Instruction »
Please express every line of the listing below as a JSON list of strings, one string per line, with blank lines left out. Omit the pictures from your answer.

Rows from a dataset »
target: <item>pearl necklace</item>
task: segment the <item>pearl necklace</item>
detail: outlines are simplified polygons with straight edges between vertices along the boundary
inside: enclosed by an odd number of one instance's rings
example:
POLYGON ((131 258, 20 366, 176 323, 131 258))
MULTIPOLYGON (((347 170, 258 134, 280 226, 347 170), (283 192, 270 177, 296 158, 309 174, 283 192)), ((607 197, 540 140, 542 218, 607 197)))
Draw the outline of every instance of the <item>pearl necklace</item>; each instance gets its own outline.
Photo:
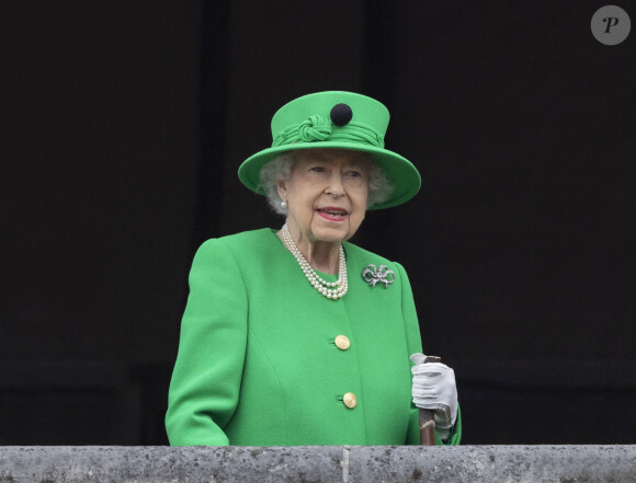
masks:
POLYGON ((323 280, 316 271, 309 265, 309 262, 305 260, 296 243, 294 243, 294 239, 292 238, 292 233, 289 233, 289 229, 287 228, 287 223, 283 225, 283 243, 285 248, 292 252, 292 255, 296 258, 298 264, 300 265, 300 269, 309 280, 309 284, 314 286, 316 290, 322 294, 323 297, 328 299, 337 300, 344 297, 347 294, 347 289, 349 288, 349 284, 347 281, 347 261, 344 260, 344 250, 342 245, 340 245, 340 258, 338 263, 338 280, 337 281, 327 281, 323 280), (338 287, 338 288, 334 288, 338 287))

Solution for this exercise »
[
  "target: <item>pearl necklace</item>",
  "task: segment the <item>pearl necklace</item>",
  "detail: outlines are simplified polygons with straight edges between vertices along the boundary",
  "inside: enclosed by an odd number of one instance's rings",
  "example:",
  "POLYGON ((131 258, 20 366, 176 323, 131 258))",
  "MULTIPOLYGON (((347 170, 258 134, 280 226, 347 170), (283 192, 270 177, 296 158, 309 174, 283 192)), ((607 197, 540 140, 542 218, 607 197)))",
  "Draw the outline of every instance of the <item>pearl necklace</item>; each instance gets its own outline.",
  "Photo:",
  "masks:",
  "POLYGON ((323 280, 316 271, 309 265, 309 262, 305 260, 296 243, 294 243, 294 239, 292 238, 292 233, 289 233, 289 229, 287 228, 287 223, 283 225, 283 243, 285 248, 292 252, 292 255, 296 258, 298 264, 300 265, 300 269, 309 280, 309 284, 314 286, 316 290, 322 294, 323 297, 328 299, 337 300, 344 297, 347 294, 347 289, 349 288, 349 284, 347 281, 347 261, 344 260, 344 250, 342 245, 340 245, 340 258, 338 263, 338 280, 337 281, 327 281, 323 280), (338 287, 338 288, 334 288, 338 287))"
]